+++ RECORD EXTRACTS

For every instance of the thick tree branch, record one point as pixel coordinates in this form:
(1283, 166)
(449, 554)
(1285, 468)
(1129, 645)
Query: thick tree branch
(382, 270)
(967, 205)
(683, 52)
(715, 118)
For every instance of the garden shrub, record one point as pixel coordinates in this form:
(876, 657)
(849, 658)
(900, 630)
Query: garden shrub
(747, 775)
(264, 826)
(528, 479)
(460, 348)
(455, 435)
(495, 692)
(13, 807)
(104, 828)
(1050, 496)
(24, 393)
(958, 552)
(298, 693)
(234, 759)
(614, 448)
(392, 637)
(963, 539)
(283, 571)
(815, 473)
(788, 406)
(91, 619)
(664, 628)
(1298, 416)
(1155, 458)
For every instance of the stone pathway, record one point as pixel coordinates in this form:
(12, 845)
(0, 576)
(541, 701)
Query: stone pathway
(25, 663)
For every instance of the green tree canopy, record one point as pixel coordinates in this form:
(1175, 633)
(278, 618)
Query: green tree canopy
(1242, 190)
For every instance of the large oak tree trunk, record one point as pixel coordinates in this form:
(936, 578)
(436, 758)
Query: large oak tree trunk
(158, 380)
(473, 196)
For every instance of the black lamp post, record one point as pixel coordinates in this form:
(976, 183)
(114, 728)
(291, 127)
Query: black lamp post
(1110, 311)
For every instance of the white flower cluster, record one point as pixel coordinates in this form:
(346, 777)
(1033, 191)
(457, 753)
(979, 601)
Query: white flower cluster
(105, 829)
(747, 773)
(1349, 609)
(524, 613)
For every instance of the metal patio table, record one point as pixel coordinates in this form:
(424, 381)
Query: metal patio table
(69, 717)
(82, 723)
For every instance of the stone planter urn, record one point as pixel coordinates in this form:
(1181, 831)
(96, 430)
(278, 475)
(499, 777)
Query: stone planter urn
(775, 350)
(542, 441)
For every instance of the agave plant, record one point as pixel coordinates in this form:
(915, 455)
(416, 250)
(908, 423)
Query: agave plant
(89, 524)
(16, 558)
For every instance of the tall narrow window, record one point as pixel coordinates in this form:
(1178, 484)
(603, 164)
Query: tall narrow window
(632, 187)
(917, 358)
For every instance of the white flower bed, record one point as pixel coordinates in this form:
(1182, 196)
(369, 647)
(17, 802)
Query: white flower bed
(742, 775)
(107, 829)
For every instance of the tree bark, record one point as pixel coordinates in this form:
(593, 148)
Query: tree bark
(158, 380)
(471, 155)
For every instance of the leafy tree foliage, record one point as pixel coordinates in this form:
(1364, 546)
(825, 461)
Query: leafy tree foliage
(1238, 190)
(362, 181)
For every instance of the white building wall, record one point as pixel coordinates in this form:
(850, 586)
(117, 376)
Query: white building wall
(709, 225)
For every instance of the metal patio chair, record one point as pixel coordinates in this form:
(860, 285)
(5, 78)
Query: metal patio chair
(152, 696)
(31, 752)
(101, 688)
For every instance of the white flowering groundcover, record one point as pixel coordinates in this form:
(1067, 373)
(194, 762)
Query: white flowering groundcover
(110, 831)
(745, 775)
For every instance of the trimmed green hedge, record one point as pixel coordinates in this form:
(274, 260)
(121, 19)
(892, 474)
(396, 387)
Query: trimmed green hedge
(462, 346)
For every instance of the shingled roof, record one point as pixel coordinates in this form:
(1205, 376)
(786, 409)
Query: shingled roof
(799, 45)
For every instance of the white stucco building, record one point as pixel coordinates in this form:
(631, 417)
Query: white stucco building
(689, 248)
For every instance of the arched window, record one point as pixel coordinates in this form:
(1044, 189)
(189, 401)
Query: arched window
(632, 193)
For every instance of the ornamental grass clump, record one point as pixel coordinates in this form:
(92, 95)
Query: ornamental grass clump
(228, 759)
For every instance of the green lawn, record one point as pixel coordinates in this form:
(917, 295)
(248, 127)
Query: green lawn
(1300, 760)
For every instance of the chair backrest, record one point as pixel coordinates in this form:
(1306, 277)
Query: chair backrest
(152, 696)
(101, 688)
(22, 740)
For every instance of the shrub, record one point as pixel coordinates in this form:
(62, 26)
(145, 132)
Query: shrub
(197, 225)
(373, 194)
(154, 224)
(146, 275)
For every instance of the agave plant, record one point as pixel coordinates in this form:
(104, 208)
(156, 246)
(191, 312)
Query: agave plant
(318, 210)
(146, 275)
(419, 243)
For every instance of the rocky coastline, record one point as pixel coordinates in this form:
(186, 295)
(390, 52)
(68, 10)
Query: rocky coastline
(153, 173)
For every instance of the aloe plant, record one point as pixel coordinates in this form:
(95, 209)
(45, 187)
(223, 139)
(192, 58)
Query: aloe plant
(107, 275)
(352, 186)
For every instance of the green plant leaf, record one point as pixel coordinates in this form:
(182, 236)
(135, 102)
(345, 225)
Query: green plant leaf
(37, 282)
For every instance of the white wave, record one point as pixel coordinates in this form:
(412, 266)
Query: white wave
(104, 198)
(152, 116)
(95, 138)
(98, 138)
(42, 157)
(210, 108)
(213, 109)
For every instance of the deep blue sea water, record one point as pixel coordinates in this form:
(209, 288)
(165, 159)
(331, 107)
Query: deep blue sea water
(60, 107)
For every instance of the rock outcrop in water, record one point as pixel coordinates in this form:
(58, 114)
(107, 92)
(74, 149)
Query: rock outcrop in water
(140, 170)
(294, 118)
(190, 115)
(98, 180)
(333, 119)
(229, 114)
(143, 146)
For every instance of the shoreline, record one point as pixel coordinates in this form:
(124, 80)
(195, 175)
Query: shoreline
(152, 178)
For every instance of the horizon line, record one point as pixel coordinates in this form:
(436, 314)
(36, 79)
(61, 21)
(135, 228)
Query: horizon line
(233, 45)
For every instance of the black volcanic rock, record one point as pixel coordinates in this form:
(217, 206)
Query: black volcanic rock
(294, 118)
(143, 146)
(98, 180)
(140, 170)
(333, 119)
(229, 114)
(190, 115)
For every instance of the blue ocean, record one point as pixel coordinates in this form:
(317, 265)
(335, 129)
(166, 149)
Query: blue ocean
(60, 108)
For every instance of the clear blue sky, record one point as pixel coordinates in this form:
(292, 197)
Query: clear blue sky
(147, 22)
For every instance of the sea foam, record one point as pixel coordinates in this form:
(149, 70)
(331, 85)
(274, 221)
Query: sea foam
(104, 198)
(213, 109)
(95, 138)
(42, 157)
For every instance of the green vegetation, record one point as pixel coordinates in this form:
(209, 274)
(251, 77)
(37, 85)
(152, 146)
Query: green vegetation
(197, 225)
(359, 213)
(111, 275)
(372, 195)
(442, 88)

++++++

• **WORK INSTRUCTIONS**: Each record has to be given again exactly as written.

• **ANSWER FOR THIS EXERCISE**:
For every instance of the thick tree branch, record one point as pixel coordinates in this form:
(1283, 166)
(449, 554)
(1285, 468)
(1129, 645)
Query: thick tree branch
(382, 270)
(967, 205)
(683, 52)
(715, 118)
For every instance of the garden shrub, record one point as pixel coordinates in this form:
(876, 657)
(849, 658)
(900, 630)
Query: garden shrub
(747, 775)
(264, 826)
(528, 479)
(460, 348)
(455, 435)
(495, 692)
(13, 807)
(104, 828)
(1050, 496)
(24, 393)
(958, 552)
(298, 693)
(234, 759)
(614, 448)
(392, 637)
(963, 539)
(283, 571)
(815, 473)
(788, 406)
(91, 619)
(664, 628)
(1298, 416)
(1155, 458)
For every instance of the stone pathway, record one point as pixel coordinates in this form:
(12, 845)
(0, 576)
(541, 701)
Query: stone pathway
(25, 663)
For every instance of the green tree canopy, record one point as pixel coordinates in this form:
(1175, 633)
(278, 618)
Query: green tree canopy
(1242, 190)
For every instance of the large oak tree trunk, record one point as pixel coordinates in this form:
(936, 578)
(436, 758)
Query: large oak tree trunk
(158, 380)
(473, 196)
For every instance of the black lamp post, record one point as pixel coordinates in this form:
(976, 183)
(114, 728)
(291, 127)
Query: black lamp post
(1110, 311)
For every instance of the white flower cluster, record one point as pixel coordinates in this form:
(346, 777)
(1033, 191)
(457, 753)
(979, 601)
Query: white flower cluster
(105, 829)
(747, 773)
(1349, 609)
(524, 613)
For every instance of the metal patio table, record one point as pixel coordinates in this form:
(424, 381)
Query: metal patio table
(69, 717)
(82, 723)
For every instance of the stone planter urn, record one point as pixel coordinates in this form:
(1181, 831)
(96, 430)
(278, 475)
(499, 777)
Query: stone planter urn
(775, 350)
(542, 441)
For every instance of the agave plant, record one point as pixel coordinates in this form:
(915, 455)
(416, 250)
(908, 423)
Query: agave plant
(89, 524)
(16, 558)
For every instance of the tall narrow window, record one point as pixel coordinates in this form:
(1178, 484)
(603, 164)
Query: tall narrow window
(632, 187)
(917, 358)
For every instance of the white flower bed, record one point as pixel coordinates in this form:
(1182, 196)
(369, 647)
(17, 802)
Query: white flower bed
(742, 775)
(107, 829)
For every instance of the tree bark, record one point as pixel coordinates in this form:
(593, 148)
Query: tree bark
(158, 380)
(471, 155)
For every instance of the leafy tree foliage, record one point as pixel coordinates in this form:
(1364, 546)
(825, 461)
Query: leafy tree foliage
(1238, 190)
(362, 181)
For every instance of the white building wall, record one point as pixel coordinates in this form:
(850, 586)
(117, 376)
Query: white building wall
(709, 225)
For every instance of the metal patio chair, record one point as pixel coordinates in this form:
(860, 285)
(5, 78)
Query: metal patio chair
(152, 696)
(31, 752)
(101, 688)
For every instance of the white flowering groundcover, record one point as pixel coordinates in this form:
(1067, 373)
(194, 762)
Query: white flowering groundcover
(110, 831)
(745, 775)
For every instance of the trimmed green hedge, record one point as pixel coordinates in this form:
(274, 260)
(121, 19)
(892, 474)
(396, 387)
Query: trimmed green hedge
(462, 346)
For every instance of the shingled roof, record one point as pixel coordinates in this form:
(1205, 376)
(786, 409)
Query: shingled roof
(799, 45)
For every instance of the white stucco building, record one point as pixel coordinates in this form:
(631, 417)
Query: white stucco building
(689, 248)
For every instance of the arched window, record one point as pixel coordinates in this form:
(1044, 189)
(189, 401)
Query: arched window
(632, 193)
For every instance of the ornamental grass clump, record one point as pixel coordinates in this form:
(92, 95)
Query: ornamental grass clump
(228, 759)
For every instance of the green lawn, record one point as pixel coordinates in this form:
(917, 295)
(248, 127)
Query: green lawn
(1300, 760)
For every instance of the chair backrest, record one point as pixel coordinates in this form:
(1306, 277)
Query: chair backrest
(152, 696)
(101, 688)
(22, 740)
For every instance of the shrub, record one point as pixel coordinates in this form:
(62, 26)
(145, 132)
Query: shrub
(197, 225)
(373, 194)
(154, 224)
(146, 275)
For every instance of the agave plant, record one point as pixel coordinates in this form:
(104, 208)
(156, 246)
(191, 312)
Query: agave plant
(318, 210)
(146, 275)
(419, 243)
For every instance of the rocky coastline, record one point as pixel coordinates in this form:
(186, 295)
(390, 52)
(68, 10)
Query: rocky coastline
(153, 173)
For every instance of the aloe plant, record one point as pixel coordinates in this form:
(95, 209)
(45, 187)
(223, 139)
(192, 58)
Query: aloe plant
(107, 275)
(352, 186)
For every instance of the green plant leaf, record one point as pixel coordinates in this form:
(182, 236)
(135, 102)
(345, 225)
Query: green plant leaf
(37, 282)
For every instance of the white wave, record one point as pixel coordinates in this form:
(412, 266)
Query: white wave
(104, 198)
(152, 116)
(95, 138)
(98, 138)
(42, 157)
(210, 108)
(213, 109)
For every instance of the deep blue sea water, record one point as pixel coordinates in this form:
(209, 288)
(165, 159)
(331, 107)
Query: deep blue sea water
(60, 107)
For every instance of the rock outcrop in water, record one point as pixel coordinates in this form:
(58, 114)
(107, 92)
(74, 149)
Query: rock outcrop in water
(140, 170)
(294, 118)
(190, 115)
(98, 180)
(333, 119)
(229, 114)
(143, 146)
For every instance of the shoreline, record one point as pixel coordinates in this form:
(124, 80)
(195, 175)
Query: shoreline
(152, 178)
For every instance of the horizon line, record one point as pixel coordinates in this form:
(436, 314)
(36, 79)
(61, 21)
(135, 228)
Query: horizon line
(233, 45)
For every instance of the black volcanic rock, record one point as pixel coordinates in this form:
(217, 206)
Query: black volcanic rock
(294, 118)
(143, 146)
(98, 180)
(140, 170)
(333, 119)
(229, 114)
(190, 115)
For every instance of the blue ocean, record one point as pixel coordinates in this form:
(317, 265)
(335, 129)
(166, 149)
Query: blue ocean
(60, 108)
For every instance of the clear blue sky, record one point as pixel coordinates in this form:
(292, 197)
Query: clear blue sky
(147, 22)
For every instance of the sea foam, record one point as pixel coordinates in this form:
(149, 70)
(331, 85)
(274, 221)
Query: sea foam
(104, 198)
(213, 109)
(95, 138)
(42, 157)
For every instance of the green vegetation, record one point as pixel coordinates in this form:
(209, 274)
(251, 77)
(37, 85)
(152, 146)
Query: green vegetation
(197, 225)
(359, 213)
(111, 275)
(372, 195)
(442, 88)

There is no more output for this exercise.